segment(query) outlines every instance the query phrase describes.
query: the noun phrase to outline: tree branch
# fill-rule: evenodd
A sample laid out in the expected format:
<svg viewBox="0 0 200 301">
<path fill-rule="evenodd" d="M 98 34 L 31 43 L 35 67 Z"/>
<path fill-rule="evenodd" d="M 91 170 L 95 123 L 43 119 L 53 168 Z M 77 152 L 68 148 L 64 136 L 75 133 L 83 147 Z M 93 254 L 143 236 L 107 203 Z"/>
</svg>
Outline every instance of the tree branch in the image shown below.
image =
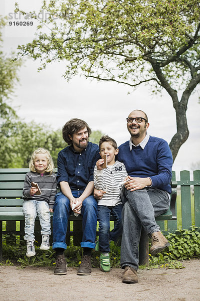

_PROBLEM REQUIREMENTS_
Pick out and copy each line of the records above that contains the word "image".

_THE REPLY_
Outline every instance of the tree branch in the image shown below.
image =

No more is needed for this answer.